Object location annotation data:

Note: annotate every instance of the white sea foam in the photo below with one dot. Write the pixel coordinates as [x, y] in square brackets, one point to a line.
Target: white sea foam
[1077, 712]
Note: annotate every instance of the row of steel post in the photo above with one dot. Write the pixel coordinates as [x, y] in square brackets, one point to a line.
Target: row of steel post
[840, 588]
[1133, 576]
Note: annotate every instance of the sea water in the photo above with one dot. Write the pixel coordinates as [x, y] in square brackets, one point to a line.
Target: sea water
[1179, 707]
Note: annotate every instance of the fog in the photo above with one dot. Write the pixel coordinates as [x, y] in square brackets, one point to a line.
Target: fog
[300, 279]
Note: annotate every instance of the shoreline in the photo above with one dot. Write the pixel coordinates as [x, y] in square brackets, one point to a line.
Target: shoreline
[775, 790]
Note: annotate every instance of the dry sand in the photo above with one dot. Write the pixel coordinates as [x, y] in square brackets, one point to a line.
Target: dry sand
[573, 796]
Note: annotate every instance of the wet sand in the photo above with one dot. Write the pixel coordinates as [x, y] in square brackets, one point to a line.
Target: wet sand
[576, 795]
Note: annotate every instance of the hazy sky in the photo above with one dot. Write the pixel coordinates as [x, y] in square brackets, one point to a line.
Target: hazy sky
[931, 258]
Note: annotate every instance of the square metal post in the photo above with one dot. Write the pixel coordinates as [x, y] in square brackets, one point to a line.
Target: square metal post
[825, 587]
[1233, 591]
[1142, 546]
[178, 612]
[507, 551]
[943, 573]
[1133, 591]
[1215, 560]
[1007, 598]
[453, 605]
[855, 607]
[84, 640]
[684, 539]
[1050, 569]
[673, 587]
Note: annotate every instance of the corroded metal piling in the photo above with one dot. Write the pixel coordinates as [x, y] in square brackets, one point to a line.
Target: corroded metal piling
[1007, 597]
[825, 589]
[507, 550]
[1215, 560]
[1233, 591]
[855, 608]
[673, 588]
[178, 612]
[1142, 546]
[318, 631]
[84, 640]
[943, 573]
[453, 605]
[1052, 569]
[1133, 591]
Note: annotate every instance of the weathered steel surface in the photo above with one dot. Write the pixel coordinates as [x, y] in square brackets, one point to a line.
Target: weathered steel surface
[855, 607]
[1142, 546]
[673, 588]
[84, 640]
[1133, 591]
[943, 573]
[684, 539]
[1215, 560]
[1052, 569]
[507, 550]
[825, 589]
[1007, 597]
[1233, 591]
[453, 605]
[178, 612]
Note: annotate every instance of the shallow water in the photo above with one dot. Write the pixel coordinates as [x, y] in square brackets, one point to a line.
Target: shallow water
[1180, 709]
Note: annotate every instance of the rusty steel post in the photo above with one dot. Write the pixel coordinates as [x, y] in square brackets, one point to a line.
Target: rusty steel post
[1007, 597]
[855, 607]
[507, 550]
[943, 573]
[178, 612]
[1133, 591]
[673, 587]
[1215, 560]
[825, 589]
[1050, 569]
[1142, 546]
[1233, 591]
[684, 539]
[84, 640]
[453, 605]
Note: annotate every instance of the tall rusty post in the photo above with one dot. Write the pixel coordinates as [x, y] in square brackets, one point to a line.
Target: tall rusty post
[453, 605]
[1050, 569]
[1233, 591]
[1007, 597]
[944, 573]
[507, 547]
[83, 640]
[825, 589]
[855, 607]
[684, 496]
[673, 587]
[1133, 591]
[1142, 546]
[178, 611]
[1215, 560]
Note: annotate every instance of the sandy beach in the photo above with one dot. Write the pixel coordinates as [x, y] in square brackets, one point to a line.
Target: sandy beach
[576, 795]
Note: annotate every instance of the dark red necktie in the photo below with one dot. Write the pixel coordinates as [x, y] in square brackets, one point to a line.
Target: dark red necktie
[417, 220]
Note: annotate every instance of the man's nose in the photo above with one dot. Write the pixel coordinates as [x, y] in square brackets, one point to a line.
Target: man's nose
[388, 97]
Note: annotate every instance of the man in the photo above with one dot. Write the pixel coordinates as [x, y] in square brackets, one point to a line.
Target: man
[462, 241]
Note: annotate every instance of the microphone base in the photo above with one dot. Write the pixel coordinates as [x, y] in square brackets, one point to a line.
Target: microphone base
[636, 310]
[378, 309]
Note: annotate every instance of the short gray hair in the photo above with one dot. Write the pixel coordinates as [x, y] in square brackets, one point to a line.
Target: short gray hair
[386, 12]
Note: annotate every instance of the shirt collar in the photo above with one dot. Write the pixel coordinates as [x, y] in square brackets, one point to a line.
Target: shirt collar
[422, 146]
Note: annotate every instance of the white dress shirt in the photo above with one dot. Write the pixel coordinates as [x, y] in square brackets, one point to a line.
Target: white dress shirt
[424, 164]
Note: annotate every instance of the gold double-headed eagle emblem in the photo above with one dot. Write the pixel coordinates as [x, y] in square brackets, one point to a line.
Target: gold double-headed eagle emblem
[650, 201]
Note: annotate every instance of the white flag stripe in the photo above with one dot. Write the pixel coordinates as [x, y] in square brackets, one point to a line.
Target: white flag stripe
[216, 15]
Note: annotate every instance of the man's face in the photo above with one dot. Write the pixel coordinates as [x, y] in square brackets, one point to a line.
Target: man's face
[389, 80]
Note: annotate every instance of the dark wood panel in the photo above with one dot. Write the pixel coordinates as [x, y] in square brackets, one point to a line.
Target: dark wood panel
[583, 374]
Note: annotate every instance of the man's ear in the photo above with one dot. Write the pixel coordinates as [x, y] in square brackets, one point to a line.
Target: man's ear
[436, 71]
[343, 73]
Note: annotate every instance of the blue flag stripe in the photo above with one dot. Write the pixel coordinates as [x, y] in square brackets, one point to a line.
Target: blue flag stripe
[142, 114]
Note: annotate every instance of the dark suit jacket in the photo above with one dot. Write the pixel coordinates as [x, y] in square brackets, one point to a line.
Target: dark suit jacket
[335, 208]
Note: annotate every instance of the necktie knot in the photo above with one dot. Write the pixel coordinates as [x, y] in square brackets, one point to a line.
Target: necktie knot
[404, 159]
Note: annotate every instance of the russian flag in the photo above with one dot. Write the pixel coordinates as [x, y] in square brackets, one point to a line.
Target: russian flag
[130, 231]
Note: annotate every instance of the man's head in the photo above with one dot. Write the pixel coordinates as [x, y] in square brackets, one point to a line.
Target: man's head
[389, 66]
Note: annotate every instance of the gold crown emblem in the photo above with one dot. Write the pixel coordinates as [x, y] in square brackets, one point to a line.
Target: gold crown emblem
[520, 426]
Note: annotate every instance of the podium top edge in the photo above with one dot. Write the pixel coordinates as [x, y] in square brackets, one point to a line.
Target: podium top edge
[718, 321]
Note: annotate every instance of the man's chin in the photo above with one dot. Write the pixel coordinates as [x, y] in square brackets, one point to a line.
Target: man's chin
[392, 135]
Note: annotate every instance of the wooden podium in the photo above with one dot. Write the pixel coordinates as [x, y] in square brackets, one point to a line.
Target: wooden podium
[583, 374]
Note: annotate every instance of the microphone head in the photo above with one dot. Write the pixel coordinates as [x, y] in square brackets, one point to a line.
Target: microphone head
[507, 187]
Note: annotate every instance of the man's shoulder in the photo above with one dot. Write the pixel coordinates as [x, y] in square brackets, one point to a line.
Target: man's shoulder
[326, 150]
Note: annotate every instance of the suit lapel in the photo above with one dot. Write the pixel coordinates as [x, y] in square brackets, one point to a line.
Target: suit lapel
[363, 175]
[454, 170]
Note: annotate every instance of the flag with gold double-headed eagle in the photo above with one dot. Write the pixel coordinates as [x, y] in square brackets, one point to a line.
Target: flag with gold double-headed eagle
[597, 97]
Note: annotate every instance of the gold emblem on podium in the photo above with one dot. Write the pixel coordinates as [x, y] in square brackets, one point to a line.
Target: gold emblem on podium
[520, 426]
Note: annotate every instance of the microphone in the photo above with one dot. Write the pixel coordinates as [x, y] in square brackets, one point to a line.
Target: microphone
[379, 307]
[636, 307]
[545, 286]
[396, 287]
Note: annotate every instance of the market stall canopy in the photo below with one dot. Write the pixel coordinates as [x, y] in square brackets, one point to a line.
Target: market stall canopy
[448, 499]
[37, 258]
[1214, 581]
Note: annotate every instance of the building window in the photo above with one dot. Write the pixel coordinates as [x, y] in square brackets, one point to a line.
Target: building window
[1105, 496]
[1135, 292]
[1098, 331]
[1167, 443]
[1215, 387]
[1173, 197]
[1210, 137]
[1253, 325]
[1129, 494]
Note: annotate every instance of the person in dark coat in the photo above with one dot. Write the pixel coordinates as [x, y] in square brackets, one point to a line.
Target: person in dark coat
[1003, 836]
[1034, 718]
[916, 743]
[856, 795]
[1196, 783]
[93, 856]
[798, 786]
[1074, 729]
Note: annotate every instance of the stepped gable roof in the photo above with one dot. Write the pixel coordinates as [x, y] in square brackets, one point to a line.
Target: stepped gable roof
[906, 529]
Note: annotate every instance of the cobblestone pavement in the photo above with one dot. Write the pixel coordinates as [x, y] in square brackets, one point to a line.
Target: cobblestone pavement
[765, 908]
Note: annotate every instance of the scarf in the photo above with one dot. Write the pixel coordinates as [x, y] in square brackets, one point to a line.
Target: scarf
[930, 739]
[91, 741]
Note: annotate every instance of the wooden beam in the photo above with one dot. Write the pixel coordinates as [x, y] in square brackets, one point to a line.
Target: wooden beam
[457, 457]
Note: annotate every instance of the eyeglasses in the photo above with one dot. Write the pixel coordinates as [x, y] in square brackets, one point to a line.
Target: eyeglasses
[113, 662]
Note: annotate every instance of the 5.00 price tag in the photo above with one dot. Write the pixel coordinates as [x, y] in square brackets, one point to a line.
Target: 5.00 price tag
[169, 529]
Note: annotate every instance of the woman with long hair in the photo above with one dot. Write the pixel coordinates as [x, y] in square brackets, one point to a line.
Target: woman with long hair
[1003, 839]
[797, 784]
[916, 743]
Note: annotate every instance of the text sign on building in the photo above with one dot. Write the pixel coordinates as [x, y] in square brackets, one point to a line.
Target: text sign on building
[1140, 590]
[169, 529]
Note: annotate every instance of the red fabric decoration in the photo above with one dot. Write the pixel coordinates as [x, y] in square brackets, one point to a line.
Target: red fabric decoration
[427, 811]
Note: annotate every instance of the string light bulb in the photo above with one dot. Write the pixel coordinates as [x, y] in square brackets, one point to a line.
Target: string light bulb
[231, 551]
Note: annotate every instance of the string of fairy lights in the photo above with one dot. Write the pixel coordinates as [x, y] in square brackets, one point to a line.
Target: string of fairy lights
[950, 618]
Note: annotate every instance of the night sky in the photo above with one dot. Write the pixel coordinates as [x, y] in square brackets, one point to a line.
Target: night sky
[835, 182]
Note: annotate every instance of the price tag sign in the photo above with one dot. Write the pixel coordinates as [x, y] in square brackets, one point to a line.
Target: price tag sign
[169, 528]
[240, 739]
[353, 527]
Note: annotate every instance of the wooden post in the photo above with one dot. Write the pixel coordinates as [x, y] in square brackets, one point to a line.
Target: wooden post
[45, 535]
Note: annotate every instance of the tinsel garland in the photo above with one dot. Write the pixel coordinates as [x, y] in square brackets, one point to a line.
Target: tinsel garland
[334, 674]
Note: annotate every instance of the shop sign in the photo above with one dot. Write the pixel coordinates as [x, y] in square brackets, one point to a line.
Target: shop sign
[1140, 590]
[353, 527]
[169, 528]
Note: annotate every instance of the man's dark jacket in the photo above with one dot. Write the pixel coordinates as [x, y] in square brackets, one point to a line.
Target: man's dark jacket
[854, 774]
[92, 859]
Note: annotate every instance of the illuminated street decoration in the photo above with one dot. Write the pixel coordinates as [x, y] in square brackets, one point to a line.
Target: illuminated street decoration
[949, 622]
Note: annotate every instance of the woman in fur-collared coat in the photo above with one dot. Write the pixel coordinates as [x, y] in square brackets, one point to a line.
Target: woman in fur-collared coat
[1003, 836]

SHORT EXERCISE: Your task is to output exactly the lines running from the one with "Note: annotate every instance of the wooden post" through the final line of the material above, with both ends included.

RESPONSE TO THE TASK:
Note: annotate every instance of the wooden post in the photo above with one dot. Write the pixel coordinates as [x, y] in square brackets, one point to a line.
Target: wooden post
[45, 535]
Note: annotate every instance of the tinsel garland in the photo above with one dot. Write the pixel coordinates as [x, y] in square brackets, one point to a line.
Target: tinsel garland
[334, 674]
Note: annotate every instance of the shop sign in the photo above with one dot. Write the pixel coordinates as [x, y] in square brackets, one point to a line.
Target: shop sign
[1140, 590]
[353, 527]
[169, 528]
Note: annotate every instance of the man's dark jacket in the photo above with one dot. Write the pixel coordinates as [x, y] in square brackets, one point to a line.
Target: man's dark jacket
[854, 774]
[92, 859]
Note: annotate every instance of the illuminated street decoration in the photo above with one dot. Write the pixel coordinates as [x, y] in square brackets, one point to a line.
Target: illuminated street decoration
[949, 622]
Note: annotate every instance of the woman in fur-collared coat in the photo above with one dot. Write the pixel coordinates as [x, y] in square brackets, one point to a line.
Target: woman in fur-collared coat
[1003, 836]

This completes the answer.